— begin Provided data —

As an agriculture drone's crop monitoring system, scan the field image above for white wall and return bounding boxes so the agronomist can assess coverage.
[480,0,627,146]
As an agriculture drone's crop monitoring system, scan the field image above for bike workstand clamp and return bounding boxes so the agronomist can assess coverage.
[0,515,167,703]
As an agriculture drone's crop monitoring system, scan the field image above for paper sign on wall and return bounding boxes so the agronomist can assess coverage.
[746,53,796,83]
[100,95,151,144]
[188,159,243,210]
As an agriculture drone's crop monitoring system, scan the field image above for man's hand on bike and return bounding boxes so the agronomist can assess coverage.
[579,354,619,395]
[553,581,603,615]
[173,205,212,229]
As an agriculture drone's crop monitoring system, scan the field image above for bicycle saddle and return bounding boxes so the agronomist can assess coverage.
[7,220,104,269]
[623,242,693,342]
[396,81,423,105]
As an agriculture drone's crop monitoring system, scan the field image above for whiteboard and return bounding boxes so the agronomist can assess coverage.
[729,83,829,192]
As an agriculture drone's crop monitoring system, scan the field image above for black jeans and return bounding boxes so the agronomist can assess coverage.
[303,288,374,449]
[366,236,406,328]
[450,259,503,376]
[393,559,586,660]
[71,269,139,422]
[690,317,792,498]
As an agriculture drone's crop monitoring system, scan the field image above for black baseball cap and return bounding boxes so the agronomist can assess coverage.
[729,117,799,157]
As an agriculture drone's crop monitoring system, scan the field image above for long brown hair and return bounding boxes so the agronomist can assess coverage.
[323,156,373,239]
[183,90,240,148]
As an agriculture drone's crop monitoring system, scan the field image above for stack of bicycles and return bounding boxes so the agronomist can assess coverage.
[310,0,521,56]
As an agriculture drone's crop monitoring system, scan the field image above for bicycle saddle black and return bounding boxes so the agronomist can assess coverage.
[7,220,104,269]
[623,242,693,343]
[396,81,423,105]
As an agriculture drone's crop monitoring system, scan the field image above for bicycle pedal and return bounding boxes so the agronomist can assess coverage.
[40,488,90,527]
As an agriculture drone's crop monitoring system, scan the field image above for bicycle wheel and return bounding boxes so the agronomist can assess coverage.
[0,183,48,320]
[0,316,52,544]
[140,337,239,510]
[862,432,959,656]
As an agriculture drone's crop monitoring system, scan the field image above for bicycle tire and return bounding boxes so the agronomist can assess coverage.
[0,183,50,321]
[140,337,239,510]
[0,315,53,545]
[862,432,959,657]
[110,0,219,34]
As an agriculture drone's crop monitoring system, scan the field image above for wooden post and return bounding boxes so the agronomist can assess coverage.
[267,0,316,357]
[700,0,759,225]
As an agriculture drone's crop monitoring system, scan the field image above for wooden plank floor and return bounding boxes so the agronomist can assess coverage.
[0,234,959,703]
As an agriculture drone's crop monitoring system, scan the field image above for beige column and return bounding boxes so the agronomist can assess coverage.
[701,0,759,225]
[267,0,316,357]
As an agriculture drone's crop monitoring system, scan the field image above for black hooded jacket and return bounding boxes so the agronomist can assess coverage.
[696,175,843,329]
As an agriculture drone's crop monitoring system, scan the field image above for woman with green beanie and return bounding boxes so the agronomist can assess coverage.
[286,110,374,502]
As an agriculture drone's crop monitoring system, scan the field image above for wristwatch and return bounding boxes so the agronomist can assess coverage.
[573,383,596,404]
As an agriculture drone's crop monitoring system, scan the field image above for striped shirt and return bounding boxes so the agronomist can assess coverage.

— end Provided data —

Work to be completed:
Resize the lines from the line with "for bicycle tire" to the line with "[573,383,596,404]": rewrite each of them in full, multiplying every bounding-box coordinate by 2.4 and rounding it to a whole number, with halves rounded up. Leave all other wording unchanged.

Output below:
As an agriculture drone's crop monitoring system, scan the field image above for bicycle tire and return bounding boxes so the agronomist can assess coverage.
[0,439,120,770]
[336,809,574,1224]
[0,756,127,1308]
[2069,1037,2302,1577]
[264,0,526,82]
As an agriculture drone's crop monitoring system, scan the field image above for wooden post and return bounding boxes so the agronomist can assess coverage.
[641,0,758,857]
[1680,0,1822,540]
As an agriculture drone's crop monitoring system, scan the field image above for wooden plank floor and return bounding boxes so the agronomist can assess coverage.
[0,562,2302,1687]
As an agriculture drone's crop monitoring system, scan the field image above for beige column and return bounding boxes so the agronomist can assess coverage.
[1682,0,1822,540]
[641,0,758,857]
As an agriculture drone's crop monitoring system, scan the field image above for black hooded jacket and return bounding boxes so the agronomist can assess coverage.
[1670,420,2023,790]
As an agriculture drone's crop monitoring system, scan the field image above for woman with green beanie and return bounding boxes so the agronomist can assess coverage.
[686,264,898,1205]
As an agriculture drone's crop monitoring system, scan the field image above for wristwatch and return bounding boxes so the agronomist can assess coverage.
[1375,919,1430,970]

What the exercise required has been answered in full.